▶ **What this exercise asks**:
- a) Duplicate the part of the forum exchange on Russia's economy that opens with the words containing "That it has" and closes with "does, sources, please.".
- b) Answer these questions from the forum exchange on Russia's economy:
(i) According to the text, what is Mother Russia heavily dependent upon?
(ii) What does the text say would stop if those companies default?
(iii) What does the text say the foreign currency reserves would be sufficient to pay?

▶ **Text to read**:
########################################

And the fact is, just because oil prices have gone down, that doesn't mean they are coming back up.
I have no doubt about this, so what is the point of repeating this triviality?
Mother Russia is heavily dependent upon imports from the West. Mother Russia cannot produce those goods, even if it wanted to.
LOL.
If those companies default, what little foreign investment coming into the country stops and the Russian economy falls further into disrepair and chaos.
ROTFLBTC. There was all the time more money going out of Russia than coming in. So, if there is an economy which does not depend on foreign investment, it is the Russian.
Yeah, the Russian government has bought and continues to prop up the ruble with its foreign currency reserves.
That it has some short time during the fall of the ruble a year or so ago I know. Actually it does not. If you want to claim it actually does, sources, please.
It doesn't have enough foreign currency reserve to pay off Russia's debt as you asserted and it doesn't have enough foreign currency reserves to prop up its currency on an extended basis.
As explained, they would be sufficient to pay the pure government debt, but not all the corporate debts. And there is no need to support the currency if the policy is to replace imports to make the state more independent given the repeated attacks from the West.
But they do work without pay, probably because they don't have alternatives.

########################################

▶ **Data excerpts**:
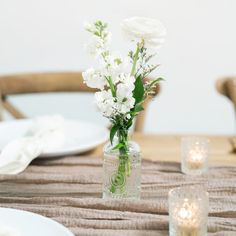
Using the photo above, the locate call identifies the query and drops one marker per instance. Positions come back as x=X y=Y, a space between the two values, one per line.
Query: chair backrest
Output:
x=227 y=87
x=48 y=82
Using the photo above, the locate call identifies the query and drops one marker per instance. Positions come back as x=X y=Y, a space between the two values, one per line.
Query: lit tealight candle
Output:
x=195 y=160
x=187 y=219
x=188 y=211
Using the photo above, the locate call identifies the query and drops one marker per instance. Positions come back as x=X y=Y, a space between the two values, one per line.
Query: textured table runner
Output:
x=69 y=191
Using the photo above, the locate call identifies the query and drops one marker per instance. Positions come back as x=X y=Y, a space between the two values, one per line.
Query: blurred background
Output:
x=48 y=35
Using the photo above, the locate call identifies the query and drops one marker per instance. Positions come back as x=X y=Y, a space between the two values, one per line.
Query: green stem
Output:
x=135 y=61
x=113 y=90
x=123 y=170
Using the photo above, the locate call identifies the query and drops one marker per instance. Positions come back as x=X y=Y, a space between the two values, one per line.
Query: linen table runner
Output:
x=69 y=191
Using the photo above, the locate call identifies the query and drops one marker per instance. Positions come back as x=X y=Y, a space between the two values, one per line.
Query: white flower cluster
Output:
x=116 y=95
x=116 y=86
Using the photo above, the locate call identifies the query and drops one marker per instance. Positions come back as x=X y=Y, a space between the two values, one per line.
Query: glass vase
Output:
x=121 y=172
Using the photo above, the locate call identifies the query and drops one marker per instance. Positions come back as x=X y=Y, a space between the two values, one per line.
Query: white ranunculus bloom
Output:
x=152 y=31
x=94 y=79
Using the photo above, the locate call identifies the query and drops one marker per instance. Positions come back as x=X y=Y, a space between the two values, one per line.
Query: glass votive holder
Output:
x=194 y=155
x=188 y=211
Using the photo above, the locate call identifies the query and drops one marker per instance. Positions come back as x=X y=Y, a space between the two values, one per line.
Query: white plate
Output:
x=80 y=136
x=30 y=224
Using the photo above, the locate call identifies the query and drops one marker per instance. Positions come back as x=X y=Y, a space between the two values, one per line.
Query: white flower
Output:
x=95 y=46
x=94 y=79
x=128 y=80
x=105 y=102
x=125 y=100
x=152 y=31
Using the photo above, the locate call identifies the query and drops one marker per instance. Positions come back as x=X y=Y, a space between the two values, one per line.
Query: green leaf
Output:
x=129 y=123
x=113 y=131
x=138 y=92
x=118 y=146
x=138 y=107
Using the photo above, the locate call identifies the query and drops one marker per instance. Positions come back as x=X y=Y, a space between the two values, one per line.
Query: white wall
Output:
x=47 y=35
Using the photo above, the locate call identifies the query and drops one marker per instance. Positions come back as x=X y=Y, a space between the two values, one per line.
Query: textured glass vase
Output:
x=122 y=174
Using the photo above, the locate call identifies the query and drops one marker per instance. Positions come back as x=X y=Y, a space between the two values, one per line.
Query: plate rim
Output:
x=69 y=151
x=66 y=230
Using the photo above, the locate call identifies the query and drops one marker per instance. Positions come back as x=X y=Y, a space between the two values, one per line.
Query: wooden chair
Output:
x=48 y=82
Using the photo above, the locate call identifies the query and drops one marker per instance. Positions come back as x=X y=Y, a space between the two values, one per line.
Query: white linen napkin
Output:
x=7 y=231
x=46 y=134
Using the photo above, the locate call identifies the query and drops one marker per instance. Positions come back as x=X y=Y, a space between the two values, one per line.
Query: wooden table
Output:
x=68 y=190
x=167 y=148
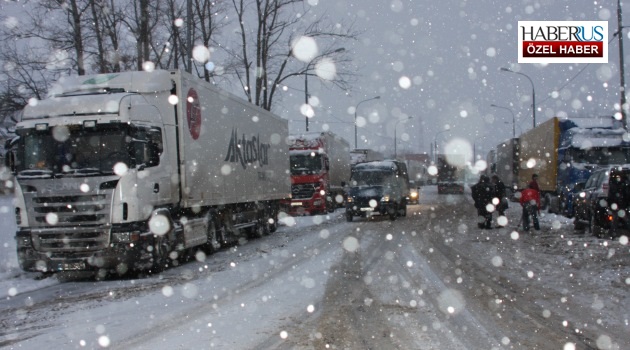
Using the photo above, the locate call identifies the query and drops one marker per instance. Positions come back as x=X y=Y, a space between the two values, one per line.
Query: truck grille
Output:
x=67 y=219
x=81 y=239
x=76 y=210
x=302 y=191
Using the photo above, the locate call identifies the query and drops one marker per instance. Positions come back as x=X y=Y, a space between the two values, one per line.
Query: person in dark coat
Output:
x=500 y=194
x=534 y=183
x=530 y=200
x=482 y=193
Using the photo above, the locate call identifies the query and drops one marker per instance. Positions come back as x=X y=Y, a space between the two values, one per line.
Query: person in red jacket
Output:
x=530 y=200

########################################

▶ **Answers given**:
- a)
That it has some short time during the fall of the ruble a year or so ago I know. Actually it does not. If you want to claim it actually does, sources, please.

- b)
(i) Imports from the West.
(ii) What little foreign investment is coming into the country.
(iii) The pure government debt, but not all the corporate debts.